• BRIEF
Each entry below is to be printed verbatim.

• TASK INPUTS

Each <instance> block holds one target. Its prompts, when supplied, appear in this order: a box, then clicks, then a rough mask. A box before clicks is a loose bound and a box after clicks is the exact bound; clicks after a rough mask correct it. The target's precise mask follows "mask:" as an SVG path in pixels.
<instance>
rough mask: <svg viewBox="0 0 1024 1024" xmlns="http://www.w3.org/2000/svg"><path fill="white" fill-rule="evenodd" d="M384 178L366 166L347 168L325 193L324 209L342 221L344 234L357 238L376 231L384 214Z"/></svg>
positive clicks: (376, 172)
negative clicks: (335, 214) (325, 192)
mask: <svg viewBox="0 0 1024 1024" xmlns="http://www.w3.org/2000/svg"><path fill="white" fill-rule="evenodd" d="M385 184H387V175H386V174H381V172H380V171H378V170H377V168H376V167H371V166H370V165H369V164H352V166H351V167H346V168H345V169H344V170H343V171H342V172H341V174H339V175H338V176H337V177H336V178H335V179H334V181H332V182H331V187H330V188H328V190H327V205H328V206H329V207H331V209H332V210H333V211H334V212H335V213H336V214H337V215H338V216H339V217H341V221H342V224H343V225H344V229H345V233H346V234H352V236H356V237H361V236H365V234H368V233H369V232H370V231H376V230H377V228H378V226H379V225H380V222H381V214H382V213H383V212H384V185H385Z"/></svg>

• EXPECTED ANSWER
Each <instance> block holds one target. Its prompts, when supplied, appear in this order: a box, then clicks, then a rough mask. A box before clicks is a loose bound and a box after clicks is the exact bound; clicks after a rough mask correct it. The target's precise mask follows "mask:" as an SVG path in pixels.
<instance>
rough mask: <svg viewBox="0 0 1024 1024" xmlns="http://www.w3.org/2000/svg"><path fill="white" fill-rule="evenodd" d="M384 178L366 166L347 168L325 193L324 209L342 221L344 234L357 238L376 231L384 214Z"/></svg>
positive clicks: (376, 172)
negative clicks: (335, 214) (325, 192)
mask: <svg viewBox="0 0 1024 1024" xmlns="http://www.w3.org/2000/svg"><path fill="white" fill-rule="evenodd" d="M385 184H387V175H386V174H381V172H380V171H378V170H377V168H376V167H371V166H370V165H369V164H352V166H351V167H346V168H345V169H344V170H343V171H342V172H341V174H339V175H338V176H337V177H336V178H335V179H334V181H332V182H331V187H330V188H328V190H327V205H328V206H329V207H331V209H332V210H333V211H334V212H335V213H336V214H337V215H338V216H339V217H341V221H342V224H343V225H344V229H345V233H346V234H352V236H356V237H361V236H365V234H368V233H369V232H370V231H376V230H377V228H378V226H379V225H380V222H381V214H382V213H383V212H384V185H385Z"/></svg>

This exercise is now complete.